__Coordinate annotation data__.
..........
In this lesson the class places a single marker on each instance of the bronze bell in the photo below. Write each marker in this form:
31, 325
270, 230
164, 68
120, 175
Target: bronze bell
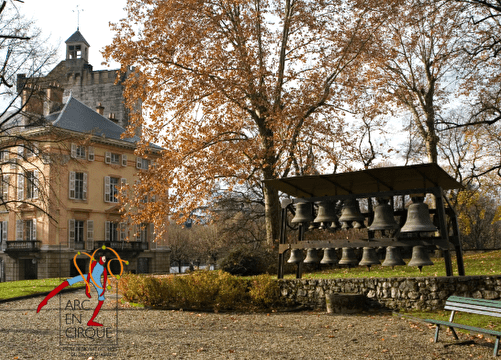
369, 258
311, 256
418, 217
330, 257
383, 218
296, 256
393, 257
358, 225
304, 213
420, 257
326, 213
348, 257
351, 212
346, 225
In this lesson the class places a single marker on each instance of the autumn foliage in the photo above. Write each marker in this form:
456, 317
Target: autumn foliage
241, 91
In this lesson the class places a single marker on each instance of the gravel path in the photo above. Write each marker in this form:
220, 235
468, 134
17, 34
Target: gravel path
156, 334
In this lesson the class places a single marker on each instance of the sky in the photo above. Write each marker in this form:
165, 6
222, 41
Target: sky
58, 20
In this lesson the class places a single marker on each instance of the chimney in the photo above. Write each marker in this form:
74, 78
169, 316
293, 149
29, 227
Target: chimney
111, 117
100, 109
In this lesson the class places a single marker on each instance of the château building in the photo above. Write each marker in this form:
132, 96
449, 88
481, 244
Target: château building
62, 176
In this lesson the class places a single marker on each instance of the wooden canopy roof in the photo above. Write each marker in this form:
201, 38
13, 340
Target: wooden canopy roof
397, 178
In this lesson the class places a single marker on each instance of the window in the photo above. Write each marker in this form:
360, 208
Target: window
26, 230
76, 232
115, 231
90, 156
3, 230
111, 188
143, 233
115, 159
78, 185
142, 164
112, 158
32, 184
32, 149
4, 155
78, 151
5, 187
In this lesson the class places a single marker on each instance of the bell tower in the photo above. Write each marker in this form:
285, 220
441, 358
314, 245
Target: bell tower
77, 47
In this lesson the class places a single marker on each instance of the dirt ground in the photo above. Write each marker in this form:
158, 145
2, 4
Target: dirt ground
158, 334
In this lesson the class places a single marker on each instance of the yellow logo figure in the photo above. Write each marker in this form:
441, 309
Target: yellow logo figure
96, 270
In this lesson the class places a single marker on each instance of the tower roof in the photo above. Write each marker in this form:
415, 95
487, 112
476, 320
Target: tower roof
77, 37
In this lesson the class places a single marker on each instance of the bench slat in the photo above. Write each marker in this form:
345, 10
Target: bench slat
471, 301
465, 327
474, 310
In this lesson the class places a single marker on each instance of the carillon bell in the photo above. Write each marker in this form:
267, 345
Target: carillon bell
..........
__WHAT YOU ARE ASKED TO DO__.
Recast the data as a Markdown table with the columns "Row" and "Line", starting with the line containing "of the tower" and continuing through the end of the data. Give one row per line and omit any blank lines.

__WRITTEN REPLY__.
| Row | Line |
|---|---|
| 1 | In this lesson the class places a single marker on each instance of the tower roof in the photo above. Write each marker in this form: |
| 2 | 415, 95 |
| 3 | 487, 112 |
| 4 | 476, 320 |
| 5 | Target: tower roof |
| 6 | 77, 37 |
| 7 | In this lesson the class places a single marker on each instance of the bench slat in the photo above. Write each marker in this form: |
| 8 | 345, 10 |
| 9 | Target: bench slat |
| 10 | 471, 301 |
| 11 | 465, 327 |
| 12 | 474, 310 |
| 13 | In this lesson the class places a single marker on each instance of the carillon bell in the photo above. Write each marker in this form: |
| 14 | 267, 345 |
| 15 | Target: carillon bell |